- AIM OF THE EXERCISE -
Repeat all the data that appears below, keeping it exact.

Natural language region descriptions:
┌────────
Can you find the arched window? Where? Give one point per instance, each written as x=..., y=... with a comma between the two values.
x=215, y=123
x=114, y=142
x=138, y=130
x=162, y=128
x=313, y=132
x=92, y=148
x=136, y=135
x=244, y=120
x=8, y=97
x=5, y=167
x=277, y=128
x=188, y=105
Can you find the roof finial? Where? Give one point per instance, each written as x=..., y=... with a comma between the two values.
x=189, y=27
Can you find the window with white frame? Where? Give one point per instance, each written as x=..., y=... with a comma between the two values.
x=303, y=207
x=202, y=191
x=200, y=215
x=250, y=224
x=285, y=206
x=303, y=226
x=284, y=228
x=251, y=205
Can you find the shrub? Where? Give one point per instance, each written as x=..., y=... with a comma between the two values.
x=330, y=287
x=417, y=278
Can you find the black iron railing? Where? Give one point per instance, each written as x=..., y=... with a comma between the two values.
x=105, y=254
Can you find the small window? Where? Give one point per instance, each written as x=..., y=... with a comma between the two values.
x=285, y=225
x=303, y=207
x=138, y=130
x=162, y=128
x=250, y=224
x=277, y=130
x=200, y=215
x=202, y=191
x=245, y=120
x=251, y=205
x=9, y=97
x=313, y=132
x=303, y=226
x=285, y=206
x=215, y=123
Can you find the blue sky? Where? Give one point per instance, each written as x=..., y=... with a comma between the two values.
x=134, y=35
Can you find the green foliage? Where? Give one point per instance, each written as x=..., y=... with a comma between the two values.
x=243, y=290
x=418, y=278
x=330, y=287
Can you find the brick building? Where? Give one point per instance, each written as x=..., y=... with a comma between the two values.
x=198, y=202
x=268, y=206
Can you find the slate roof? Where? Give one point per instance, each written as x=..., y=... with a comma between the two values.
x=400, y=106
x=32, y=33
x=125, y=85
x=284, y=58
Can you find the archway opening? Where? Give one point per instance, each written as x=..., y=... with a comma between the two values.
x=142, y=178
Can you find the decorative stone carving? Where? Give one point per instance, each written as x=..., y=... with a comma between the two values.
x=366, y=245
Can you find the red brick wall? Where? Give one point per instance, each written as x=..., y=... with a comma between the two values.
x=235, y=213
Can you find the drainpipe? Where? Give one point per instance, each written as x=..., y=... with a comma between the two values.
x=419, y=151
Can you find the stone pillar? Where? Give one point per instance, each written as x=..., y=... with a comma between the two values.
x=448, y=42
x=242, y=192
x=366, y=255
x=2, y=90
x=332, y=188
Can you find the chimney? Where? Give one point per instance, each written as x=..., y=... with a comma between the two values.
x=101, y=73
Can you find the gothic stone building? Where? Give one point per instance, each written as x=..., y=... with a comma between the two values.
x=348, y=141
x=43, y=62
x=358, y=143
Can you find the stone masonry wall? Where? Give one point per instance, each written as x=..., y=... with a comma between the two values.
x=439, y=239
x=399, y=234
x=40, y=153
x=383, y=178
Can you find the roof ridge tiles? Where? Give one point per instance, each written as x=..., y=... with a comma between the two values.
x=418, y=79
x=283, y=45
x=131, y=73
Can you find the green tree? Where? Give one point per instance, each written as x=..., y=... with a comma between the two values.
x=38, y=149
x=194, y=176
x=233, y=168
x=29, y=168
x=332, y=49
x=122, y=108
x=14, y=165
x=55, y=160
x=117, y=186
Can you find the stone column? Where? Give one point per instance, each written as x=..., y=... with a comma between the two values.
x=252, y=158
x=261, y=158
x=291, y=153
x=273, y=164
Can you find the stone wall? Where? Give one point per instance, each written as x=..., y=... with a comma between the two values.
└────────
- SOLUTION BELOW -
Can you find the arched window? Where? Give one point per instance, each written as x=..., y=... with a comma between the two values.
x=215, y=123
x=114, y=142
x=138, y=130
x=162, y=128
x=313, y=132
x=92, y=148
x=136, y=135
x=244, y=120
x=8, y=97
x=5, y=167
x=277, y=128
x=188, y=105
Can you find the roof finial? Where? Give one point per instance, each written as x=..., y=... with a comma between the two values.
x=189, y=27
Can you find the window with white frame? Where? Give one point per instance, each written as x=..., y=... with a comma between the two values.
x=303, y=207
x=202, y=191
x=200, y=215
x=250, y=224
x=285, y=206
x=303, y=226
x=284, y=228
x=251, y=205
Can you find the shrub? Where? Give one point per instance, each written as x=..., y=... with a comma between the two values.
x=330, y=287
x=417, y=278
Can you find the black iron railing? Where? Give one point per instance, each written as x=..., y=... with a comma between the two values.
x=105, y=254
Can you find the small window? Where? Give one point per instance, each written as x=..., y=... with a comma between the two values.
x=285, y=225
x=303, y=207
x=138, y=130
x=162, y=128
x=250, y=224
x=277, y=130
x=200, y=215
x=202, y=191
x=245, y=120
x=251, y=205
x=9, y=97
x=313, y=132
x=303, y=226
x=285, y=206
x=215, y=123
Can you find the blue sky? Where? Give one point per instance, each written as x=..., y=... with a comma between the two values.
x=134, y=35
Can you find the green foliage? Where? Give one point per instance, each written as x=..., y=... with a comma between the two values.
x=243, y=290
x=418, y=278
x=330, y=287
Can you find the brick building? Where? Give one point per instance, each written as x=..., y=... with a comma between the two values.
x=198, y=202
x=268, y=206
Can you find the slate roof? Where? Give one point per instance, each written as x=..., y=... with a comma between the two values.
x=400, y=106
x=32, y=33
x=125, y=85
x=284, y=58
Can you find the archway opening? Where? Give one point per instance, each written as x=..., y=... with a comma between the two values.
x=142, y=178
Can you find the decorative stone carving? Where? Give one point per instance, each written as x=..., y=... with a comma between the two values.
x=366, y=245
Can you find the red brick wall? Where? Give one point per instance, each written as x=..., y=... with a comma between the two values.
x=235, y=213
Can you find the drainpipe? Where? Give one point per instance, each written as x=..., y=... with a comma between the two values.
x=419, y=151
Can you find the stone pillar? Where? Give one point per instance, each written as x=..., y=... with a comma between the two values.
x=448, y=42
x=242, y=192
x=366, y=255
x=2, y=90
x=332, y=188
Can you find the chimney? Where? Give one point per instance, each written as x=..., y=... with a comma between the two values.
x=101, y=73
Can you find the gothic stone building? Where? Give one point per instance, each written as x=..., y=... with a comma between the two values.
x=348, y=141
x=43, y=62
x=358, y=143
Can you find the stone masonry wall? Where? Give one point per instance, each written as x=..., y=... with a comma between the two values.
x=439, y=239
x=399, y=234
x=40, y=153
x=383, y=178
Can you find the roof ridge tiles? Where? Give one point per instance, each written as x=..., y=... with a comma between the two values.
x=418, y=79
x=283, y=45
x=131, y=73
Can you find the green tree? Where? Give one point per instance, each written as x=..., y=... with a comma between the two values.
x=38, y=149
x=194, y=176
x=233, y=168
x=29, y=168
x=332, y=49
x=122, y=108
x=14, y=165
x=55, y=160
x=117, y=186
Can you find the stone column? Where? Give one point per instance, each written as x=..., y=... with a comma between the two values.
x=252, y=158
x=261, y=158
x=291, y=153
x=273, y=164
Can you find the stone wall? Where? Give one point per instance, each written as x=..., y=... with a comma between the two values.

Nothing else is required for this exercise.